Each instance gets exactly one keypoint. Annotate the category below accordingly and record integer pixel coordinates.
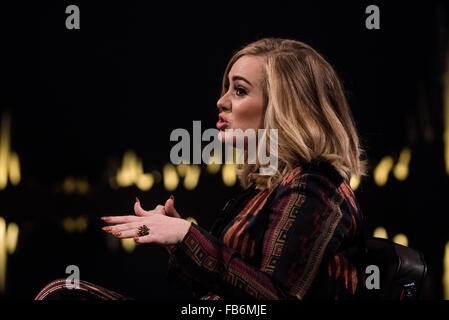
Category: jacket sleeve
(306, 227)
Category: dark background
(78, 99)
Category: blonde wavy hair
(307, 104)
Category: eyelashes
(239, 91)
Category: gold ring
(143, 231)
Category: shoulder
(314, 175)
(319, 180)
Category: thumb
(170, 208)
(138, 209)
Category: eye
(240, 91)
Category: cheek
(247, 114)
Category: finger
(145, 239)
(119, 219)
(123, 227)
(170, 208)
(131, 233)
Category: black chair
(402, 270)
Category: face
(243, 105)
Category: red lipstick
(222, 123)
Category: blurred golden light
(401, 239)
(182, 169)
(14, 168)
(170, 177)
(192, 177)
(9, 160)
(354, 182)
(145, 181)
(380, 232)
(401, 168)
(131, 172)
(228, 175)
(12, 235)
(382, 171)
(3, 255)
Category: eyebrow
(234, 78)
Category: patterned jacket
(301, 240)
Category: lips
(222, 123)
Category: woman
(294, 234)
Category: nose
(224, 104)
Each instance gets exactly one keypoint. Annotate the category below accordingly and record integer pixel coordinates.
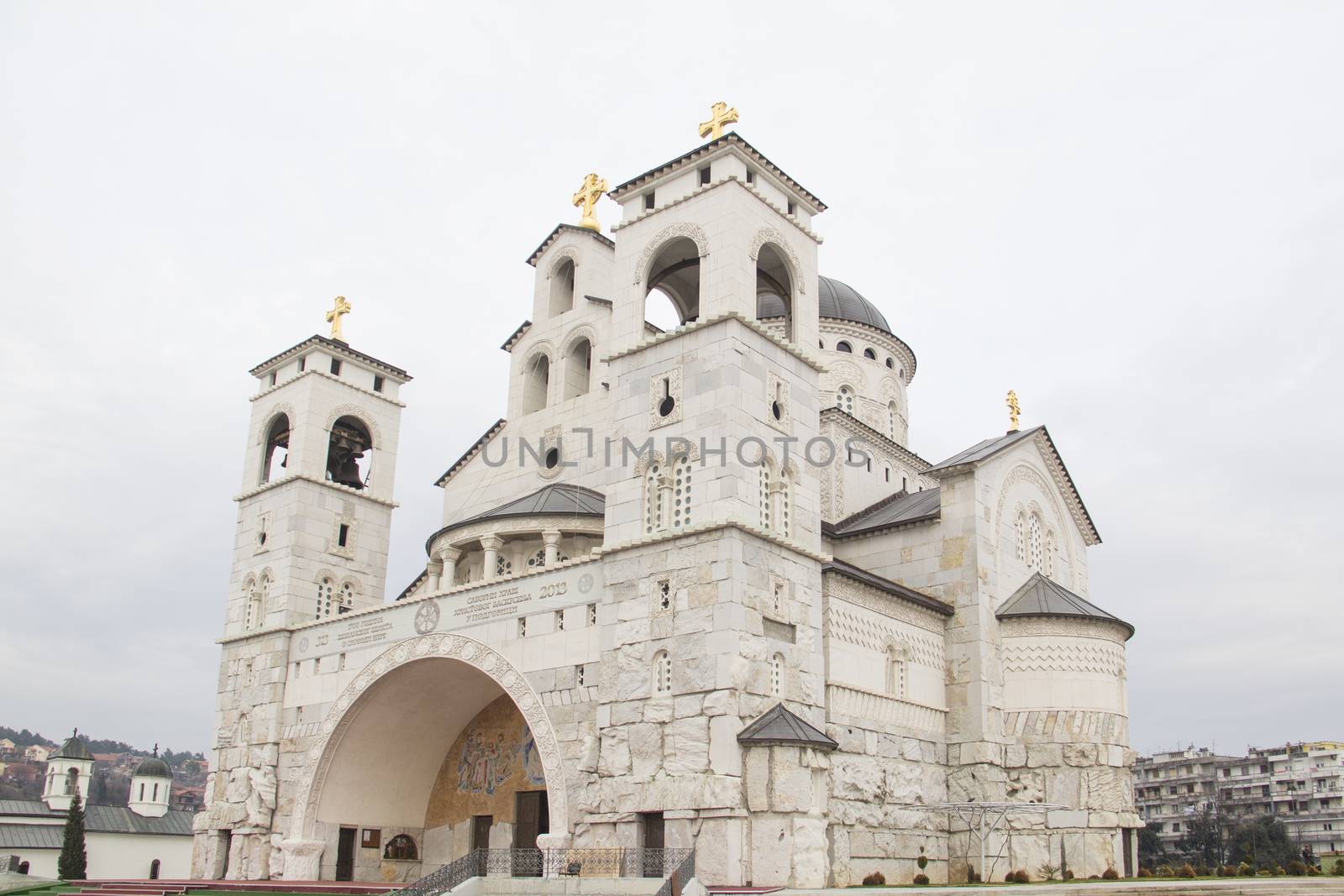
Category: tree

* Exercise details: Rewrite all of the entries above with "keypoint" changed to "marker" wherever it occurs, keeping everything else the same and leaving out the pictures.

* Exercise response:
Each instance gets exactly one marker. Annotate the category below accordingly and record integer pixel coordinates.
Category: jacket sleeve
(306, 227)
Category: dark background
(78, 99)
Category: blonde wavy hair
(307, 104)
Category: eyelashes
(239, 91)
Category: gold ring
(143, 231)
Category: shoulder
(314, 175)
(319, 180)
Category: thumb
(170, 208)
(138, 209)
Category: eye
(240, 91)
Category: cheek
(247, 114)
Category: finger
(145, 239)
(119, 219)
(123, 227)
(170, 208)
(131, 233)
Category: black chair
(402, 270)
Category: face
(243, 105)
Category: red lipstick
(222, 123)
Category: blurred golden light
(401, 239)
(182, 169)
(14, 168)
(170, 177)
(192, 177)
(9, 160)
(354, 182)
(145, 181)
(380, 232)
(401, 168)
(131, 172)
(228, 175)
(12, 235)
(382, 171)
(3, 255)
Category: eyebrow
(234, 78)
Category: patterned jacket
(301, 240)
Category: lips
(222, 123)
Category: woman
(294, 234)
Category: nose
(224, 104)
Each instance gets exactly one marker. Annotate the category below accordingly and record integer pixel coordinates.
Category: tree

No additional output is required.